Transcribe the entries below word for word, beginning at the line with "Expected output: a single point for each instance of the red" and stopping after the line with "Expected output: a single point for each instance of the folded"; drop all pictures.

= = = = =

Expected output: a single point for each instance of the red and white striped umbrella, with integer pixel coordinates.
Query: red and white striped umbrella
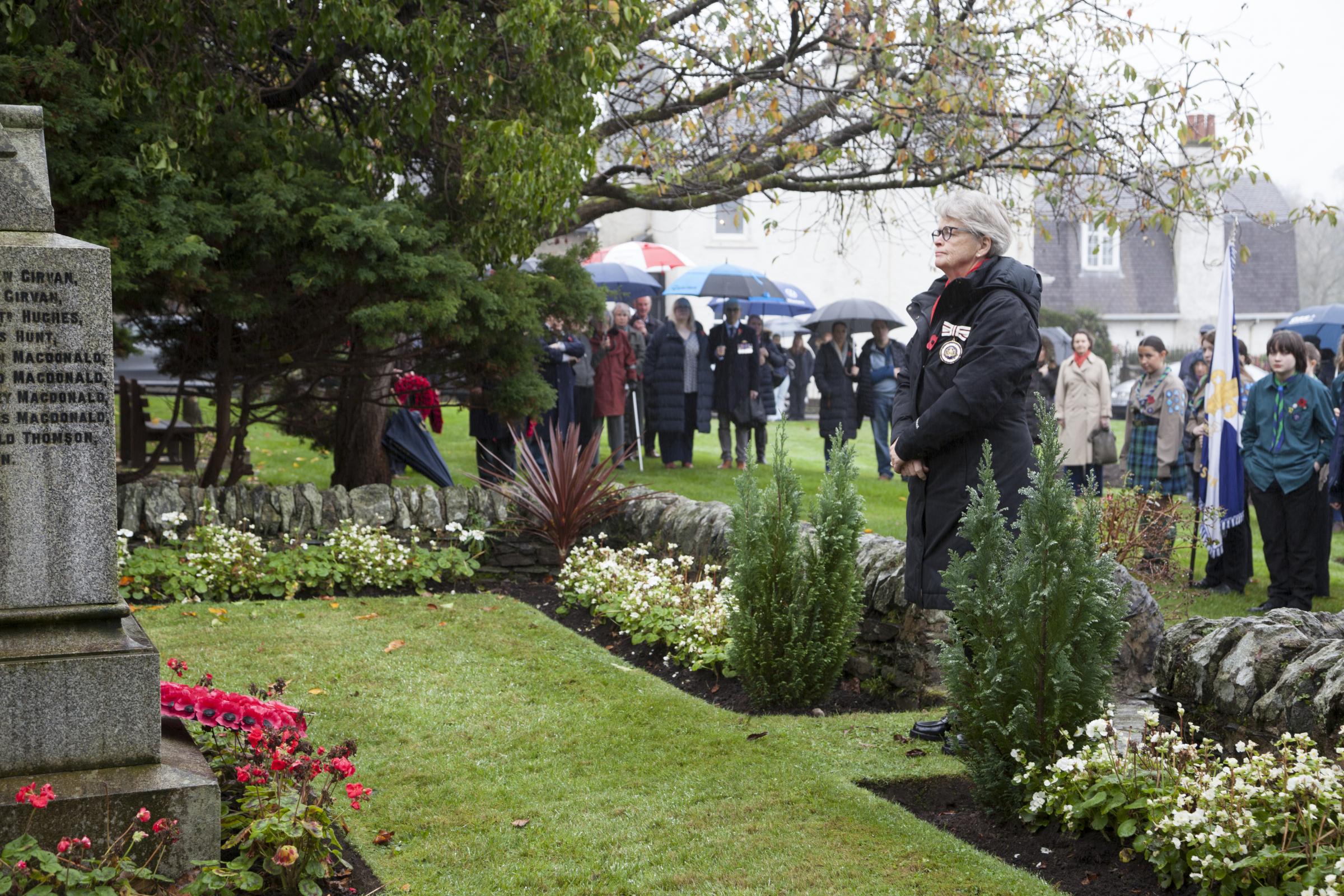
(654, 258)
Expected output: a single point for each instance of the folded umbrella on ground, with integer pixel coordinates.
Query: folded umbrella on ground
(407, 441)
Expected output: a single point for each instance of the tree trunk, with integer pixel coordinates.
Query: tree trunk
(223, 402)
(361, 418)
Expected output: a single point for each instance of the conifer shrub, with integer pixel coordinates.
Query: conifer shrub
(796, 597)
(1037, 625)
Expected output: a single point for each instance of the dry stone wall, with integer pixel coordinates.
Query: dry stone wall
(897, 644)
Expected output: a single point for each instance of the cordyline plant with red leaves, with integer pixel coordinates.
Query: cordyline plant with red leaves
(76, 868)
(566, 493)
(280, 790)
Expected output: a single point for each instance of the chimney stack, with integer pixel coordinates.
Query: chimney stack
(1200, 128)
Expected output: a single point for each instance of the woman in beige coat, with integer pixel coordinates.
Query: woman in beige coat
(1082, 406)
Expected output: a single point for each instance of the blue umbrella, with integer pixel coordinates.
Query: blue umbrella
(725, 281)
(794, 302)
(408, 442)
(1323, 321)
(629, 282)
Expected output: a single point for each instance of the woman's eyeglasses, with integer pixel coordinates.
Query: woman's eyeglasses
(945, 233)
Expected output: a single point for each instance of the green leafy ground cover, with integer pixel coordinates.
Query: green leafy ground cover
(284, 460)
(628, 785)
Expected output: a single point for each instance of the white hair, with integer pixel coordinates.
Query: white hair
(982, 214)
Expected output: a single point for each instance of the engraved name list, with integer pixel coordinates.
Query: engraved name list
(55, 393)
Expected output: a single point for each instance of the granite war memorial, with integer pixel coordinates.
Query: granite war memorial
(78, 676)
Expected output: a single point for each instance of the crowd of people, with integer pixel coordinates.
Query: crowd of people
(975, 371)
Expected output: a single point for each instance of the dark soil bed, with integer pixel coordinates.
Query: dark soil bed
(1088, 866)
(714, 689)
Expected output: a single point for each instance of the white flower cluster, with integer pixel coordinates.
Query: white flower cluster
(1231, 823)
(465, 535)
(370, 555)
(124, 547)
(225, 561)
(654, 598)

= = = = =

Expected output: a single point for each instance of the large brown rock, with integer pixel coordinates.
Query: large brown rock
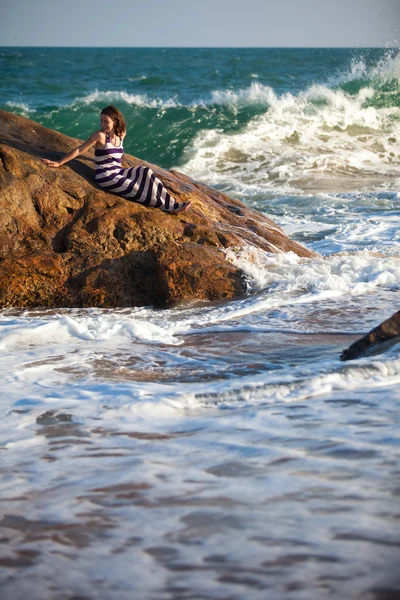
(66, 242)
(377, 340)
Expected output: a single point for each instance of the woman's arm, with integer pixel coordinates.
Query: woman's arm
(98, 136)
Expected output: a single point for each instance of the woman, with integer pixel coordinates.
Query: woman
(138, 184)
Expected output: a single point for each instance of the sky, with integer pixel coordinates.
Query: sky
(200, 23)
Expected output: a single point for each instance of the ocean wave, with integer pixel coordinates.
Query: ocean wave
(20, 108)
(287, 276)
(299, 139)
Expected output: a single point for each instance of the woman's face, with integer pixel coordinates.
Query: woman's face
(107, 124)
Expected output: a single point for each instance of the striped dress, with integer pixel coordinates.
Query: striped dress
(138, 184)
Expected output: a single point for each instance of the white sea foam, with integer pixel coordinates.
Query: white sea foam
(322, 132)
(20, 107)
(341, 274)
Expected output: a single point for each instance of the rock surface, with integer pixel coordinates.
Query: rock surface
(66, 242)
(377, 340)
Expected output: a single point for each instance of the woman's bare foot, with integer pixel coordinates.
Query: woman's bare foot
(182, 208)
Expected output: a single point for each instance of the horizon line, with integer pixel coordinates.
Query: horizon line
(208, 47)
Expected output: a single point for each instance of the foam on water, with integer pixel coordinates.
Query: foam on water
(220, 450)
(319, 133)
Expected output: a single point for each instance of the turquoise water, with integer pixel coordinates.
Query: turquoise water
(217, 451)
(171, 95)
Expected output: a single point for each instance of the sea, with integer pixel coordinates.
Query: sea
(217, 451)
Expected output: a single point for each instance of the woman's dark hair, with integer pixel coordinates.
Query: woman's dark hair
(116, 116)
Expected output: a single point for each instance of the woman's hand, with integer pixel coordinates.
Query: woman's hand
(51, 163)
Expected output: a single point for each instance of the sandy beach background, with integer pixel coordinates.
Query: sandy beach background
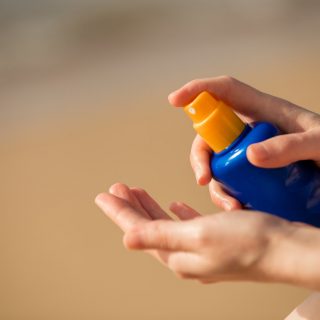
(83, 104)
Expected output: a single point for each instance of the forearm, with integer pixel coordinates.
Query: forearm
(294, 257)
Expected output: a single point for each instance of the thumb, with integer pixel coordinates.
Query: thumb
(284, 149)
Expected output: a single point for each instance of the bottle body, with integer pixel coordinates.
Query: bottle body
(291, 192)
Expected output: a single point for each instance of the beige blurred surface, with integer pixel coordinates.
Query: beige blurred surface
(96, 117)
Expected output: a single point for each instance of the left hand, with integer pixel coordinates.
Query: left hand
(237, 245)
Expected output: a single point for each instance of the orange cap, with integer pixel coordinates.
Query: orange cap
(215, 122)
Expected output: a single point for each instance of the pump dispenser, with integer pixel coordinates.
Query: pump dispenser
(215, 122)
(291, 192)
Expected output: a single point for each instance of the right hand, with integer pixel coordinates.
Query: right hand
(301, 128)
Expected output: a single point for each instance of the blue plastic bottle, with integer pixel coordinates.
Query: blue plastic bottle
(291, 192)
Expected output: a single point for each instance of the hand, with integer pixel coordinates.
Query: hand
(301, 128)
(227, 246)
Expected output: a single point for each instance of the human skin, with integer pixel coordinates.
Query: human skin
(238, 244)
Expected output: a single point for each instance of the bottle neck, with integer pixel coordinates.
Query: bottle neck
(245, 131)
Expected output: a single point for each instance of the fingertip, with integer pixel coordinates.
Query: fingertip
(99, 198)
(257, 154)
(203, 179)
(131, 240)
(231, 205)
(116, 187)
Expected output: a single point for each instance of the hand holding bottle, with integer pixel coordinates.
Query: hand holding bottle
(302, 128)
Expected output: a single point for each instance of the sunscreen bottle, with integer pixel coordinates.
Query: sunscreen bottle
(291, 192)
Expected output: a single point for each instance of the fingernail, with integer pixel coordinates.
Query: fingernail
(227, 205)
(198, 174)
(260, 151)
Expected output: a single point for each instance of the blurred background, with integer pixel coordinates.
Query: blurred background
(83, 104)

= = = = =

TASK RESULT:
Expected output: a single point for each instance of the red and white striped umbrella, with integer pixel coordinates.
Query: red and white striped umbrella
(654, 258)
Expected output: a single point for each instance of the folded umbrella on ground, with integer pixel coordinates.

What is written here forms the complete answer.